[Location identification items]
** START **

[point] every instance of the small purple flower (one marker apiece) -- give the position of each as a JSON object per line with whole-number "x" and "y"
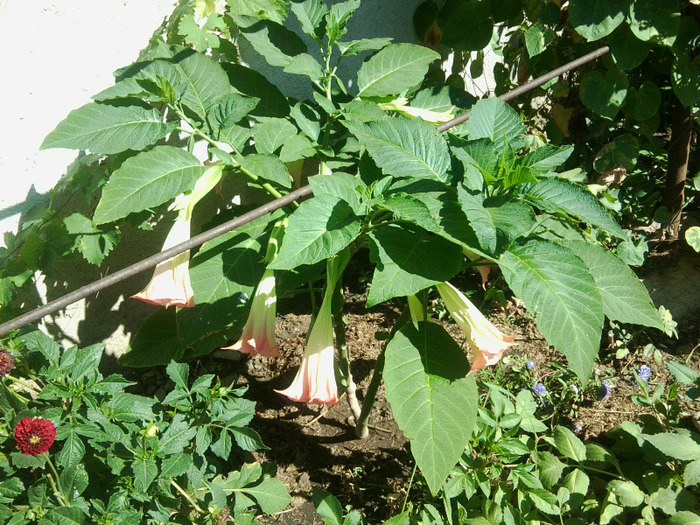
{"x": 539, "y": 390}
{"x": 644, "y": 373}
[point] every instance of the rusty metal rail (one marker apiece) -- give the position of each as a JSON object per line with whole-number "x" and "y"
{"x": 198, "y": 240}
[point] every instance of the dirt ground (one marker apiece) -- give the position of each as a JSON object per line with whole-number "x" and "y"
{"x": 314, "y": 446}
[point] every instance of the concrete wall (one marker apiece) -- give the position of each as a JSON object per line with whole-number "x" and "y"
{"x": 58, "y": 54}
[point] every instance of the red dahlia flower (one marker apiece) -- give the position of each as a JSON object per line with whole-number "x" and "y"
{"x": 34, "y": 435}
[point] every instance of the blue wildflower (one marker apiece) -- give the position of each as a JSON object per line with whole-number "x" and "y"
{"x": 644, "y": 373}
{"x": 539, "y": 390}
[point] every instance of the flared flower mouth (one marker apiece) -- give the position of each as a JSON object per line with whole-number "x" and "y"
{"x": 34, "y": 435}
{"x": 258, "y": 337}
{"x": 315, "y": 379}
{"x": 487, "y": 342}
{"x": 170, "y": 284}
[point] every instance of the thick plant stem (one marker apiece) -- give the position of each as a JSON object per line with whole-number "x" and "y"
{"x": 362, "y": 423}
{"x": 341, "y": 344}
{"x": 678, "y": 154}
{"x": 344, "y": 355}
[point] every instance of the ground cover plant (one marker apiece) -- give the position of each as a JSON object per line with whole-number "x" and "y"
{"x": 190, "y": 136}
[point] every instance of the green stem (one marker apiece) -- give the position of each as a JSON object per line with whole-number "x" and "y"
{"x": 196, "y": 131}
{"x": 20, "y": 381}
{"x": 344, "y": 354}
{"x": 56, "y": 491}
{"x": 408, "y": 490}
{"x": 185, "y": 495}
{"x": 362, "y": 423}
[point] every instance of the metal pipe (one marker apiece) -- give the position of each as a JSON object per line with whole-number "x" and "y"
{"x": 150, "y": 262}
{"x": 537, "y": 82}
{"x": 198, "y": 240}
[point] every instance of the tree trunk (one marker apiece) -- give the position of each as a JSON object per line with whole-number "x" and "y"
{"x": 678, "y": 153}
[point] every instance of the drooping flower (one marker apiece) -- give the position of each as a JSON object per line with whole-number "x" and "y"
{"x": 7, "y": 362}
{"x": 258, "y": 337}
{"x": 315, "y": 380}
{"x": 170, "y": 284}
{"x": 644, "y": 373}
{"x": 400, "y": 105}
{"x": 34, "y": 435}
{"x": 487, "y": 342}
{"x": 539, "y": 389}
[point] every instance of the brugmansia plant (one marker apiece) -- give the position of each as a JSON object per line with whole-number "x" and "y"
{"x": 383, "y": 179}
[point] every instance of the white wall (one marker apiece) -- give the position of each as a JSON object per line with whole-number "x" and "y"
{"x": 55, "y": 56}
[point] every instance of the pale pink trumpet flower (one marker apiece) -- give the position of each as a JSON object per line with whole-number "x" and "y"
{"x": 170, "y": 284}
{"x": 258, "y": 337}
{"x": 315, "y": 380}
{"x": 486, "y": 341}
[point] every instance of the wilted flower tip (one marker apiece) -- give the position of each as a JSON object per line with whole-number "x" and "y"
{"x": 539, "y": 389}
{"x": 644, "y": 372}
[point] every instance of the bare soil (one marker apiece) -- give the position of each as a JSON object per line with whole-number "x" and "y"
{"x": 314, "y": 446}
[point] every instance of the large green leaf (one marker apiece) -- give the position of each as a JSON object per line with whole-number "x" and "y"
{"x": 275, "y": 43}
{"x": 405, "y": 147}
{"x": 627, "y": 50}
{"x": 494, "y": 119}
{"x": 275, "y": 10}
{"x": 556, "y": 195}
{"x": 604, "y": 95}
{"x": 466, "y": 26}
{"x": 558, "y": 289}
{"x": 310, "y": 14}
{"x": 595, "y": 19}
{"x": 319, "y": 228}
{"x": 651, "y": 20}
{"x": 433, "y": 402}
{"x": 625, "y": 299}
{"x": 245, "y": 80}
{"x": 224, "y": 274}
{"x": 394, "y": 69}
{"x": 206, "y": 81}
{"x": 684, "y": 76}
{"x": 496, "y": 224}
{"x": 272, "y": 134}
{"x": 267, "y": 168}
{"x": 406, "y": 261}
{"x": 147, "y": 180}
{"x": 105, "y": 129}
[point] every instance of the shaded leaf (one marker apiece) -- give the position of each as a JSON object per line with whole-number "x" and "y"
{"x": 105, "y": 129}
{"x": 433, "y": 402}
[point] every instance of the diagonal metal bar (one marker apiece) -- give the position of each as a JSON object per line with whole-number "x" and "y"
{"x": 534, "y": 83}
{"x": 198, "y": 240}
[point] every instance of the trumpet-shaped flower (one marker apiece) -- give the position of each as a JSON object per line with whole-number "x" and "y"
{"x": 315, "y": 380}
{"x": 487, "y": 342}
{"x": 400, "y": 105}
{"x": 258, "y": 337}
{"x": 170, "y": 284}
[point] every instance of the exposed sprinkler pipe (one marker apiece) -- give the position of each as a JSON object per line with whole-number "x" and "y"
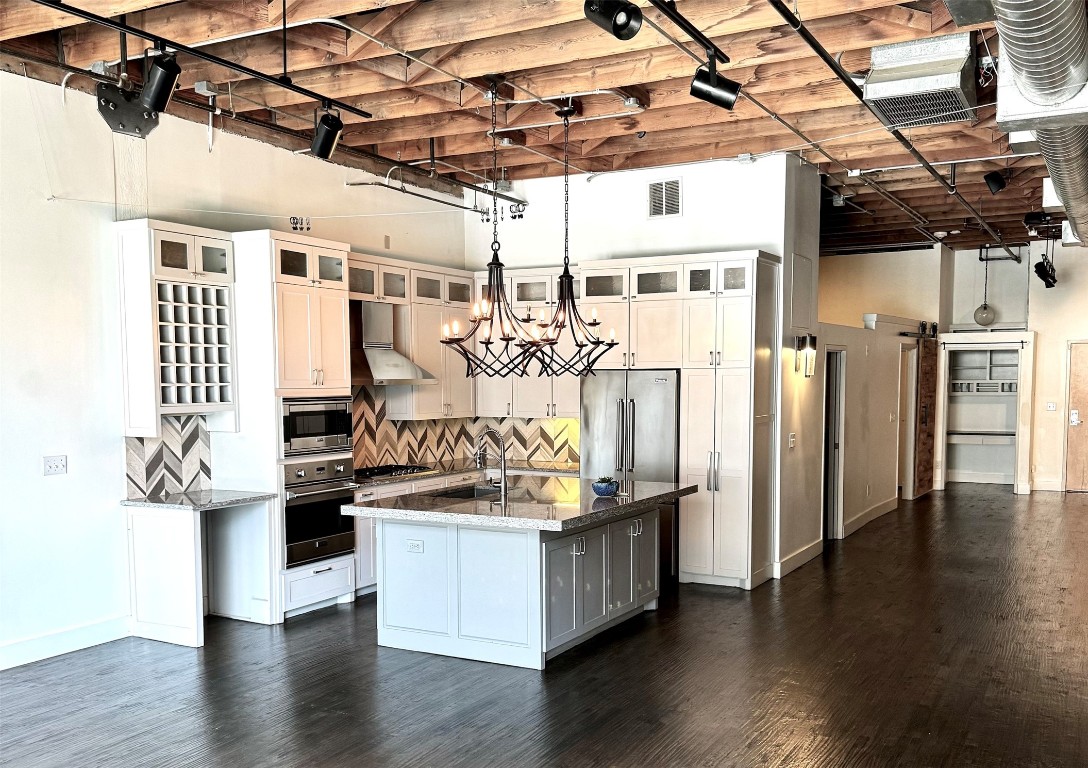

** END **

Do this => Which rows above contain the string "stem"? Report each of those lines in full, treating uppercase and lowercase as different.

Task response =>
[point] every instance of the thick plant stem (one marker apiece) -- give the position of each as a JSON object per line with whole-number "x" and "y"
[point] every instance of the green stem (one marker apiece) -- give the position of each as a JSON object per line with whole-number "x" and "y"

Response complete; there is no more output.